[INSTRUCTION] From the global temperature text, reproduce word for word the passage that opens with the words "The WMO found" and closes with "than pre-industrial levels.".

** start SELECTED EXTRACT **

The WMO found that 2020 had an average global temperature of about 2.2 degrees Fahrenheit above pre-industrial levels. And over the next five years, the organization predicts that the average global temperature will be about 1.8 degrees Fahrenheit warmer than pre-industrial levels.
Each year, the global average temperature fluctuates due to weather events like El Niño. So scientists say a 44 percent chance exists that one of the next five years will reach 2.7 degrees Fahrenheit of warming, per NPR. The chance as doubled since last year.
The WMO report follows a climate report focused on the United States that was released by the National Oceanic and Atmospheric Administration this week. Based on the last 30 years of data, NOAA outlined new “climate normals” for the country, Carolyn Gramling reports for Science News.
Compared to the previous 30-year period, the average temperature of the contiguous United States rose from 52.8 degrees Fahrenheit to 53.3 degrees Fahrenheit, which is about one degree warmer than the pre-industrial average. Southern and southwestern states saw both the largest increase in temperature and largest decrease in precipitation, per Science News.
“These are more than just statistics,” says WMO Secretary-General Petteri Taalas in a statement. “Increasing temperatures mean more melting ice, higher sea levels, more heatwaves and other extreme weather, and greater impacts on food security, health, the environment and sustainable development.”

** end SELECTED EXTRACT **
** start ROWS **

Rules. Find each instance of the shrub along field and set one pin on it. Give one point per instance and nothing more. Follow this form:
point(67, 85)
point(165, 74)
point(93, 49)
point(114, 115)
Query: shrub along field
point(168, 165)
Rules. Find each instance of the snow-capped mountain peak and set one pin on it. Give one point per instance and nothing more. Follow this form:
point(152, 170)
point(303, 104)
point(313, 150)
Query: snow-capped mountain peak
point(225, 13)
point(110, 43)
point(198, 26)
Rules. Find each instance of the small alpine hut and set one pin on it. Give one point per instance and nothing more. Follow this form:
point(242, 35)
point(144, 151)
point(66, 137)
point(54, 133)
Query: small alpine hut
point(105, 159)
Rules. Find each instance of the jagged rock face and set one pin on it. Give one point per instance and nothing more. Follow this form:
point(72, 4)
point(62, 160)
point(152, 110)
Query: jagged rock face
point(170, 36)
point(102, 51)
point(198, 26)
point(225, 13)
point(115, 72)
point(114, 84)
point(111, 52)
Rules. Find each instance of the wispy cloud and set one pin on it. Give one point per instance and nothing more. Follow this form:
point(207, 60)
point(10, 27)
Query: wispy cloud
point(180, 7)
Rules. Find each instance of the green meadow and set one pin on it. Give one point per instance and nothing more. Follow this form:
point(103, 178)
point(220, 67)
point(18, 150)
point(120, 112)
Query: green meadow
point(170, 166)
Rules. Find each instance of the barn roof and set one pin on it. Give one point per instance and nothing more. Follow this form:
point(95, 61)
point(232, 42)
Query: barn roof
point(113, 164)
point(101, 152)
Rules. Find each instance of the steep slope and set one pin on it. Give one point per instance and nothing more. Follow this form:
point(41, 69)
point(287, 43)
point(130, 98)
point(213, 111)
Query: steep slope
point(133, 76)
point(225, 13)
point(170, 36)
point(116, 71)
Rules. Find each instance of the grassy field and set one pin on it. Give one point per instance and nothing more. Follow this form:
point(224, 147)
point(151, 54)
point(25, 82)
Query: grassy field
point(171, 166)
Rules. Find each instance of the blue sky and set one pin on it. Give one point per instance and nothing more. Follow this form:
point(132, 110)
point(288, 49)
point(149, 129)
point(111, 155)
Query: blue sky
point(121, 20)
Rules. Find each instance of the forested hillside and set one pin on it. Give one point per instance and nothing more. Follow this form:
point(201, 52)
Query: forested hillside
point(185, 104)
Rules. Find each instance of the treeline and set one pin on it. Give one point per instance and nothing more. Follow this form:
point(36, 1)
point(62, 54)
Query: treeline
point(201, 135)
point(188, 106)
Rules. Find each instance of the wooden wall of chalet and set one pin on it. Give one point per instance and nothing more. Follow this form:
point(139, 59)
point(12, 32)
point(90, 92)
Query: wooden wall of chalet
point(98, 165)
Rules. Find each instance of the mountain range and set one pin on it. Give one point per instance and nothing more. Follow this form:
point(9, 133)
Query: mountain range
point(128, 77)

** end ROWS **

[THE RESPONSE]
The WMO found that 2020 had an average global temperature of about 2.2 degrees Fahrenheit above pre-industrial levels. And over the next five years, the organization predicts that the average global temperature will be about 1.8 degrees Fahrenheit warmer than pre-industrial levels.